> Required work
Could you reproduce, exactly and alone, the lines running from the one with "of the tinted" to the end of the data below?

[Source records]
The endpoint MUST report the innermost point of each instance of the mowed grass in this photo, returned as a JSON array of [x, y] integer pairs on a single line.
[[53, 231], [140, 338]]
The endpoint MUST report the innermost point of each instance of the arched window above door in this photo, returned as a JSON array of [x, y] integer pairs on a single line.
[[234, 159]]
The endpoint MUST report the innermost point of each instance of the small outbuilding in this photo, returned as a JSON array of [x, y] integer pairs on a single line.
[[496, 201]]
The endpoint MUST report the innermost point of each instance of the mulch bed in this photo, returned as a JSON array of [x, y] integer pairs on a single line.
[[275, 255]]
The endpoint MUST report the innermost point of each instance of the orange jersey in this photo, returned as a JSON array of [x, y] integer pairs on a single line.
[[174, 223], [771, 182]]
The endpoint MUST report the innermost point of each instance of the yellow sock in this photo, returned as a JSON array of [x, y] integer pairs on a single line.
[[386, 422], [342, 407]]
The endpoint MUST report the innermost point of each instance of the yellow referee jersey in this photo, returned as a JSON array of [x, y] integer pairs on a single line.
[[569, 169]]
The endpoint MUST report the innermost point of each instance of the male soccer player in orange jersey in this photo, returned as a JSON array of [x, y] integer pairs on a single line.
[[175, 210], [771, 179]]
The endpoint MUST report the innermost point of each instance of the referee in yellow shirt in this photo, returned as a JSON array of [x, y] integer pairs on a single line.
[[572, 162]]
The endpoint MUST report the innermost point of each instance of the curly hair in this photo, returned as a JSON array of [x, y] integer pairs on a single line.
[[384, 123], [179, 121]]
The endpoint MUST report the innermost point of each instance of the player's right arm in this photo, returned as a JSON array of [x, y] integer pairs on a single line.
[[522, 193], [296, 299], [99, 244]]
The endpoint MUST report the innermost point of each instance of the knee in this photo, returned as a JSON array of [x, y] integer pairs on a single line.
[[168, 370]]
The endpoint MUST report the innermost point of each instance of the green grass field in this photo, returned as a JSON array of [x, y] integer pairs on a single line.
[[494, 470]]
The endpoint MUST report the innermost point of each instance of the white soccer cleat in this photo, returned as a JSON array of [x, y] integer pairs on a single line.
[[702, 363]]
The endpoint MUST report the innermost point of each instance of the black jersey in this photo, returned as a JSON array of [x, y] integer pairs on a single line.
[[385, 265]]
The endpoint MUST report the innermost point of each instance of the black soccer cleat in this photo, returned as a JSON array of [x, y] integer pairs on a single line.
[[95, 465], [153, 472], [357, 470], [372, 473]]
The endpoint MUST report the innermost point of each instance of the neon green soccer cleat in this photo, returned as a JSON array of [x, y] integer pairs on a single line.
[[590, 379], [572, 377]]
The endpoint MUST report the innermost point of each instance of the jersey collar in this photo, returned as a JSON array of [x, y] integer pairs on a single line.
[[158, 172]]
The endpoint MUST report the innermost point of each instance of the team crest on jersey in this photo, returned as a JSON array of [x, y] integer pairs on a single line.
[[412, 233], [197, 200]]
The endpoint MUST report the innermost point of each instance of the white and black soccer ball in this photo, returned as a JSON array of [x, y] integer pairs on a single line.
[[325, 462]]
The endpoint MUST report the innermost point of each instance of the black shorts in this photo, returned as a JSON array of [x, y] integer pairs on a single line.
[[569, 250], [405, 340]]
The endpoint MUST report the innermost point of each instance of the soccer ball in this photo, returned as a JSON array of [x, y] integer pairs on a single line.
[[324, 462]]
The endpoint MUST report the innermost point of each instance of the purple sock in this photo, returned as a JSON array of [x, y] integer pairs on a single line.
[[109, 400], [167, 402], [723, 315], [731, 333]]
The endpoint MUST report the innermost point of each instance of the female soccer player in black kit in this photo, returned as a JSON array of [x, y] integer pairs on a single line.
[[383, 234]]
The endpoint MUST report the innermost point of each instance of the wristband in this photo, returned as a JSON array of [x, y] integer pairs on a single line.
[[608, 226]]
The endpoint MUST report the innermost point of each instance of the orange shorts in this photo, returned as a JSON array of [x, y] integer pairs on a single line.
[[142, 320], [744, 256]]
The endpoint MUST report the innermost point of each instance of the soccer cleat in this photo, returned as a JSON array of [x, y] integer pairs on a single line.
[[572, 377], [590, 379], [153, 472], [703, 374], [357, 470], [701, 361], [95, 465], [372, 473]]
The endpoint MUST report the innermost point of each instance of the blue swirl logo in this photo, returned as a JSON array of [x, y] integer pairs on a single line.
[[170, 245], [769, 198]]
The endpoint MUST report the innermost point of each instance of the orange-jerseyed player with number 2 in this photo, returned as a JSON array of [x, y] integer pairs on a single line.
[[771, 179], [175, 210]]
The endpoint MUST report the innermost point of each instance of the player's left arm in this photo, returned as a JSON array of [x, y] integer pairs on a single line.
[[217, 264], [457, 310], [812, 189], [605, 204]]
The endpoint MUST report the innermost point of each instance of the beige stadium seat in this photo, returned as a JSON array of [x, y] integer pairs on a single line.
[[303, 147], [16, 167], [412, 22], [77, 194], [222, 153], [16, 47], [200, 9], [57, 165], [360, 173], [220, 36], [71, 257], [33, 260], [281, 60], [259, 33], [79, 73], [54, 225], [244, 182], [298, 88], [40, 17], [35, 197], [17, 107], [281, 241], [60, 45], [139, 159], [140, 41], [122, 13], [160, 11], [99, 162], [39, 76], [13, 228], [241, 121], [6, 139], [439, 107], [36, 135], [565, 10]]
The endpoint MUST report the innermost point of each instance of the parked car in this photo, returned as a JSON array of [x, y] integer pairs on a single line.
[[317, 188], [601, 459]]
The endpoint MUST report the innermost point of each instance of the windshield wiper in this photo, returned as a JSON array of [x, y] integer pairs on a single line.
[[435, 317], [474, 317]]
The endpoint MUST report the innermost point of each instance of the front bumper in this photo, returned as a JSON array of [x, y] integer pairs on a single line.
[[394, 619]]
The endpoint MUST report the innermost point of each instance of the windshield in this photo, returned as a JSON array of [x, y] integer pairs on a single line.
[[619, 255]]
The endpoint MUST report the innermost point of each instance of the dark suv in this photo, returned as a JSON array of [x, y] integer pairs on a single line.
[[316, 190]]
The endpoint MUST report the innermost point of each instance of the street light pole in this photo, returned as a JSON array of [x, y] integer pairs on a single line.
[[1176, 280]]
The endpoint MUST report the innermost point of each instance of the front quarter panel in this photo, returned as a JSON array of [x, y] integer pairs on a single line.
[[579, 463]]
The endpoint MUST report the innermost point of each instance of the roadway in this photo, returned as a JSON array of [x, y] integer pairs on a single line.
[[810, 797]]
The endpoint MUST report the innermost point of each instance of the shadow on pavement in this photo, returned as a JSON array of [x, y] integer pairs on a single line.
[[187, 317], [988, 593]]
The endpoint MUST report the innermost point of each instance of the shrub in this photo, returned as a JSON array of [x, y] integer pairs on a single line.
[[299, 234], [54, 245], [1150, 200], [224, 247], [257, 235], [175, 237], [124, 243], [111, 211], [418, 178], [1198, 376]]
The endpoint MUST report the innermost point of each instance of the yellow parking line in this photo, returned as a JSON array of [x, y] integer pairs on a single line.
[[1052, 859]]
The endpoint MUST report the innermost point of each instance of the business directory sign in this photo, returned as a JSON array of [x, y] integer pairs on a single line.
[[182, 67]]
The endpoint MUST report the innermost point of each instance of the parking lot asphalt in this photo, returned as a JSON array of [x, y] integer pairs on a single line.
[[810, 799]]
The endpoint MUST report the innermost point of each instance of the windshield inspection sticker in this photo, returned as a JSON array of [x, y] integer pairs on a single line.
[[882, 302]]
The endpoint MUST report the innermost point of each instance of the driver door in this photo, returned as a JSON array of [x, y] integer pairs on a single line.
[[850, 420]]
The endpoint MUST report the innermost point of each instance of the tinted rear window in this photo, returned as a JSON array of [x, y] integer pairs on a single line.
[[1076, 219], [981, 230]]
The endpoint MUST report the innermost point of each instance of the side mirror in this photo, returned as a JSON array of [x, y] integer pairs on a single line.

> Task solution
The endpoint MUST report the innermost point of each instance of the tinted rear window in this photo, returned as a JSON array of [x, y] integer pairs on a single line.
[[1076, 219], [981, 230]]
The endpoint MUST report the innermost point of each instance of the side mirror in this photo, returned as a JSON array of [x, y] integer pairs on a single line.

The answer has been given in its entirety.